REQUIRED TASK. Edit the rows from the start of the records through the line containing "Trace the outline of every instance of the antenna." by replacing "even-odd" with "nonzero" and changing nothing else. Give only those rows.

ROWS.
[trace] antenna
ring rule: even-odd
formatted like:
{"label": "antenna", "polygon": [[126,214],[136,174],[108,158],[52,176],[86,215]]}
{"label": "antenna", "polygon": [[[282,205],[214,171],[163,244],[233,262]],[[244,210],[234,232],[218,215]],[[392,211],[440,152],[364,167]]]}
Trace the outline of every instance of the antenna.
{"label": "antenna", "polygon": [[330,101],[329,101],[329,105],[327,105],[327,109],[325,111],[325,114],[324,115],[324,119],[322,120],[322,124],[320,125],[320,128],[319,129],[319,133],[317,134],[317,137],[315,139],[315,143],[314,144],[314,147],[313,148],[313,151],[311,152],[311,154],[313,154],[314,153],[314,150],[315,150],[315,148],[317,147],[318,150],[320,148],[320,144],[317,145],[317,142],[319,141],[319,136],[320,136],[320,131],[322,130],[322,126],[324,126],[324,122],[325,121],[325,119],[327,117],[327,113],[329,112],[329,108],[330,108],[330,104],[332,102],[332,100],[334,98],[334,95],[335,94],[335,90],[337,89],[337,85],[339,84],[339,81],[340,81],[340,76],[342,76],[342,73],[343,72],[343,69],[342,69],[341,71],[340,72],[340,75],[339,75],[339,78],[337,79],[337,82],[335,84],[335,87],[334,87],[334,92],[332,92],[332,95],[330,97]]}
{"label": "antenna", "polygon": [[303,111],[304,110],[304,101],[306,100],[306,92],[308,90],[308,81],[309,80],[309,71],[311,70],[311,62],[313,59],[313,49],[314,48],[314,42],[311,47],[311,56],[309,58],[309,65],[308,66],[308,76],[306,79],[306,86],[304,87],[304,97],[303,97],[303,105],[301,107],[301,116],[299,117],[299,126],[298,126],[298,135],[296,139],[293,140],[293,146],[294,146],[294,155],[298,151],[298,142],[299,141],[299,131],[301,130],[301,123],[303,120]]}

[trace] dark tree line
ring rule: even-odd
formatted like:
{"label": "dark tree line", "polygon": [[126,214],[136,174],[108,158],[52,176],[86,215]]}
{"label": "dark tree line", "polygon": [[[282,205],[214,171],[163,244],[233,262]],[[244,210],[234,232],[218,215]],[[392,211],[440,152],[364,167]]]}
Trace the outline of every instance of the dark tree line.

SOLUTION TO THIS PROBLEM.
[trace] antenna
ring rule: nonzero
formatted like:
{"label": "antenna", "polygon": [[126,214],[136,174],[108,158],[52,176],[86,215]]}
{"label": "antenna", "polygon": [[[282,205],[214,171],[163,244],[233,262]],[[244,210],[234,232],[218,215]],[[392,211],[440,152],[364,167]]]}
Trace the outline of every instance of the antenna.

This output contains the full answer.